### Kısa soru 1
Dış mekanlarda Feng Shui konulu metne göre ilkbahar resmen hangi ayda gelir?
### Kısa soru 2
Dış mekanlarda Feng Shui konulu metinden bir bölümü hiç değiştirmeden yazın. "Teras ve balkonlara" sözlerinin geçtiği yerden başlayın ve "yaşam alanlarımıza çevirelim." sözlerinden sonra durun.

### Verilen metin

--------

X

Teras ve balkonlara çıkmaya az kaldı: Dış mekanlarda Feng Shui

Biz evlerimizin içinde kendi izolasyonumuzu yaşarken, doğa dışarıda kendi mucizelerine devam ediyor. İlkbaharın resmen geldiği Nisan ayına girdik bile. Doğa uyanıyor. Özsular hareket etmeye başladı, ağaçlar, çiçekler tomurcuklanmaya… Bu sürede yağan Nisan yağmurları ile beraber yaz için gerekli su depoları oluşturuluyor. Her şey bir patlama, gelişme ve büyüme evresinde. İlk sıcaklar ile de bütün tomurcuklar patlayacak, çiçekler açmaya başlayacak. Biz ise bir süre daha evlerde kalmaya devam edeceğiz…

Ama içimizi ısıtan güneşi gördükçe, yeşeren doğanın kokusunu aldıkça, çiçeklerin cazip renklerine vuruldukça dışarı çıkma isteğimiz giderek artacak. Aman sakın!!! Onun yerine gelin balkonlarımızı, teraslarımızı, yaşam alanlarımıza çevirelim.

--------

### Veri alıntıları
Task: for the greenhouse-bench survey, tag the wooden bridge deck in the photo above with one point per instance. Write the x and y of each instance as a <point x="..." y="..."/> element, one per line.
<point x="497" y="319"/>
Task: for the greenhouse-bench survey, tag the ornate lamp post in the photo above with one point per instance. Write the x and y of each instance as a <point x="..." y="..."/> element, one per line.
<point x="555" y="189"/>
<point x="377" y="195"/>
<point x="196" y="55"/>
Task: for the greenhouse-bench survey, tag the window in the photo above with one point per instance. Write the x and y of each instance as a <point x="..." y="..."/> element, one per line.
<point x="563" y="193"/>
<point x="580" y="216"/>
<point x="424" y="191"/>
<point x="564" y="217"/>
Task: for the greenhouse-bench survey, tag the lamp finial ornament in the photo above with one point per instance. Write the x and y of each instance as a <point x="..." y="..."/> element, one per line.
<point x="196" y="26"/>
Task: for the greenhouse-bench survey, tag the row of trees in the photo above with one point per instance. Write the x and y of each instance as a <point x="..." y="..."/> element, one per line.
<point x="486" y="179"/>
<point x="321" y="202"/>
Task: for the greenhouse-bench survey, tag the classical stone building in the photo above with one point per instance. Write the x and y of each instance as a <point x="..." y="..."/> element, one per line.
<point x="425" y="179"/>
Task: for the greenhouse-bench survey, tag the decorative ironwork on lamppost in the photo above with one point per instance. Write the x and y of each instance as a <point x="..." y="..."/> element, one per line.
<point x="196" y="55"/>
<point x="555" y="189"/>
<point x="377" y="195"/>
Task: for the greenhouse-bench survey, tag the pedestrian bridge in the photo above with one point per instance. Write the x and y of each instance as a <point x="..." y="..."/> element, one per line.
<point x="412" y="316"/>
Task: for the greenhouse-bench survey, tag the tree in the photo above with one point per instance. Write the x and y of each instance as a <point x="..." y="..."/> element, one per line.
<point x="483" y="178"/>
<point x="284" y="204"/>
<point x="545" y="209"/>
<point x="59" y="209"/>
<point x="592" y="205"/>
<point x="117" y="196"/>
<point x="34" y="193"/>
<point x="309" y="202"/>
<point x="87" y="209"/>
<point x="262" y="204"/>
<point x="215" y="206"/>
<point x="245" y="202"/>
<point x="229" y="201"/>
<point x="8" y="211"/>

--------

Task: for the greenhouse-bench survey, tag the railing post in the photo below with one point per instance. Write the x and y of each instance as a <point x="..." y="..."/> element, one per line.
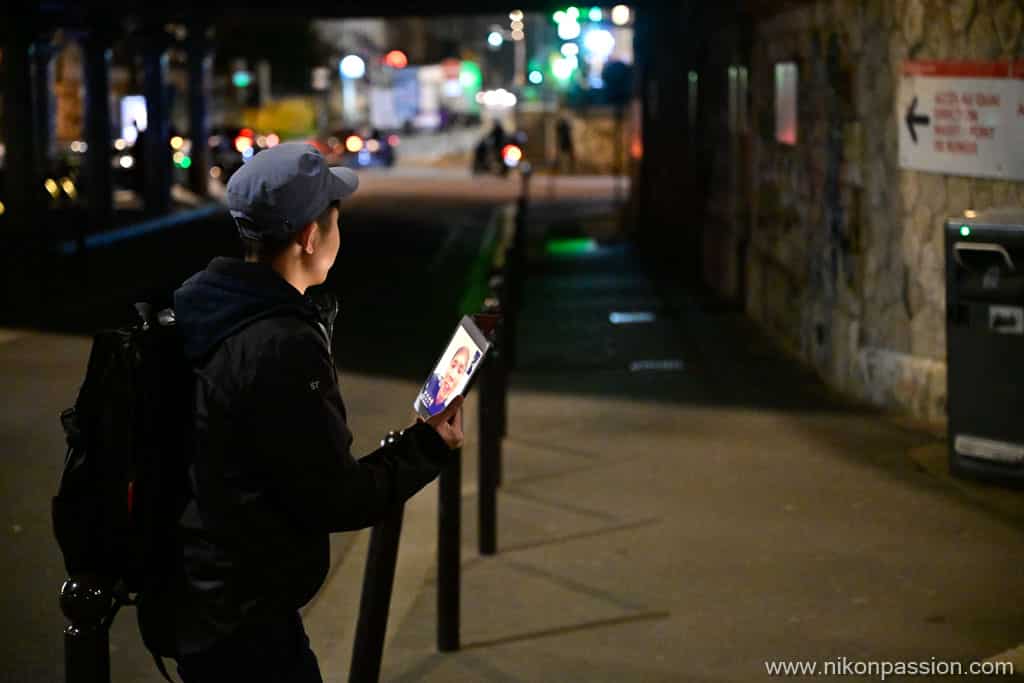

--------

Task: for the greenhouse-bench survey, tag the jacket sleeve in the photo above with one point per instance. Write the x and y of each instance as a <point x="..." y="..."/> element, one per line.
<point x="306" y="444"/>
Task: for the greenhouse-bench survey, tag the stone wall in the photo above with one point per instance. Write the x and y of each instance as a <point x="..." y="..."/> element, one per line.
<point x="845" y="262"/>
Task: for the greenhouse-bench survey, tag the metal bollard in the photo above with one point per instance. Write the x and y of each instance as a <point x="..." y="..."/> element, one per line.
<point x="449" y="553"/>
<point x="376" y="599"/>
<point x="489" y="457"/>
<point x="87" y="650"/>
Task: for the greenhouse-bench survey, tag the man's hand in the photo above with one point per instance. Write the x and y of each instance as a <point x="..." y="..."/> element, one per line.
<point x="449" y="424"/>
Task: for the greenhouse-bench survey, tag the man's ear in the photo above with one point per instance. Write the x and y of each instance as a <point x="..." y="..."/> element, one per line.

--------

### Doğru cevap 1
Nisan ayında.

### Doğru cevap 2
Teras ve balkonlara çıkmaya az kaldı: Dış mekanlarda Feng Shui

Biz evlerimizin içinde kendi izolasyonumuzu yaşarken, doğa dışarıda kendi mucizelerine devam ediyor. İlkbaharın resmen geldiği Nisan ayına girdik bile. Doğa uyanıyor. Özsular hareket etmeye başladı, ağaçlar, çiçekler tomurcuklanmaya… Bu sürede yağan Nisan yağmurları ile beraber yaz için gerekli su depoları oluşturuluyor. Her şey bir patlama, gelişme ve büyüme evresinde. İlk sıcaklar ile de bütün tomurcuklar patlayacak, çiçekler açmaya başlayacak. Biz ise bir süre daha evlerde kalmaya devam edeceğiz…

Ama içimizi ısıtan güneşi gördükçe, yeşeren doğanın kokusunu aldıkça, çiçeklerin cazip renklerine vuruldukça dışarı çıkma isteğimiz giderek artacak. Aman sakın!!! Onun yerine gelin balkonlarımızı, teraslarımızı, yaşam alanlarımıza çevirelim.